=== The task ===
Rewrite the rows from the line containing "Provide the mask of every instance of the <item>paper" through the end of the rows, requests included, and add 6 to every pixel coordinate in the answers.

=== Material supplied ===
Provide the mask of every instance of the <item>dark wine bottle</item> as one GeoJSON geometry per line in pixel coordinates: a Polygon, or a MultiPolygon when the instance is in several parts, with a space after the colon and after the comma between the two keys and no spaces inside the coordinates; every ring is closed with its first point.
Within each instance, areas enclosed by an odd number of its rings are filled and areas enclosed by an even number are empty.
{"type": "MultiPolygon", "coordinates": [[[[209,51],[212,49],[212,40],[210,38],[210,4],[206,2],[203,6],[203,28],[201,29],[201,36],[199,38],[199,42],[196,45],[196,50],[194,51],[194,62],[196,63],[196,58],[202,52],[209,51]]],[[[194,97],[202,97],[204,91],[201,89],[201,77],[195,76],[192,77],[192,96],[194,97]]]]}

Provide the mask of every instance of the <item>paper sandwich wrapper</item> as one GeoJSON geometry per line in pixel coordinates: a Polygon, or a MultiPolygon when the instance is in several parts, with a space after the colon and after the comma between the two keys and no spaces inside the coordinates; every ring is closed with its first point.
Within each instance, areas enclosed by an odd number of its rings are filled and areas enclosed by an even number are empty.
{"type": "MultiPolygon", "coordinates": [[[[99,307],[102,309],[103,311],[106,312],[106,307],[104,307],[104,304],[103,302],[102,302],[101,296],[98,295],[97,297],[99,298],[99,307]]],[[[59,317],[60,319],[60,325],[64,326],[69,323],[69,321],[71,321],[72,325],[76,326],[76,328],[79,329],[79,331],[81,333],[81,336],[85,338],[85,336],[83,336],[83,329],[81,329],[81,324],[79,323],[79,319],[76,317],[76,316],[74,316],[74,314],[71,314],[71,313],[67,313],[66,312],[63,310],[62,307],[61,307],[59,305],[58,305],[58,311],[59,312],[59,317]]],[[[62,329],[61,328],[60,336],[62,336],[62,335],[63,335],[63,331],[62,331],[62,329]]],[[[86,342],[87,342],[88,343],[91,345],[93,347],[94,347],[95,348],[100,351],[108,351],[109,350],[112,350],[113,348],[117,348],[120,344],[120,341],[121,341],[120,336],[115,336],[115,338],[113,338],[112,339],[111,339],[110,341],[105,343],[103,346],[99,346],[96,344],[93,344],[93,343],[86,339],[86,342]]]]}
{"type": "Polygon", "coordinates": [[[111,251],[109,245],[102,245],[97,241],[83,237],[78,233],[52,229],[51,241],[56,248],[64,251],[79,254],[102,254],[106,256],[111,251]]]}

=== Solution below ===
Provide the mask of every instance of the <item>paper sandwich wrapper</item> as one GeoJSON geometry per line in pixel coordinates: a Polygon, or a MultiPolygon when the instance is in several parts, with a space after the colon and after the comma between the two keys and no spaces inside the coordinates; every ring is closed with its first point.
Within each instance, areas enclosed by an odd number of its rings are filled and areas enclosed by an even number are empty.
{"type": "MultiPolygon", "coordinates": [[[[105,313],[108,315],[109,317],[112,318],[112,313],[110,313],[110,310],[109,308],[108,308],[107,302],[104,301],[103,303],[105,304],[105,313]]],[[[65,323],[66,325],[66,331],[70,332],[75,329],[75,327],[77,327],[78,331],[82,332],[82,334],[85,335],[85,337],[87,339],[87,342],[91,344],[91,342],[89,342],[89,335],[87,335],[87,330],[85,329],[85,325],[82,323],[82,322],[80,322],[80,320],[77,320],[77,319],[73,319],[72,318],[69,316],[68,313],[67,313],[65,311],[64,311],[64,317],[65,318],[65,323]]],[[[68,335],[67,334],[66,342],[68,342],[68,341],[69,341],[69,337],[68,337],[68,335]]],[[[92,348],[93,348],[94,349],[97,351],[99,353],[100,353],[101,354],[106,357],[114,357],[115,356],[118,356],[119,354],[123,354],[126,350],[126,347],[127,347],[126,342],[121,342],[121,344],[119,344],[118,345],[117,345],[116,347],[111,349],[109,352],[105,352],[102,350],[99,350],[99,349],[92,345],[92,348]]]]}
{"type": "Polygon", "coordinates": [[[117,257],[115,251],[108,251],[103,247],[89,243],[84,239],[58,235],[57,247],[62,254],[70,257],[85,260],[108,260],[112,262],[117,257]]]}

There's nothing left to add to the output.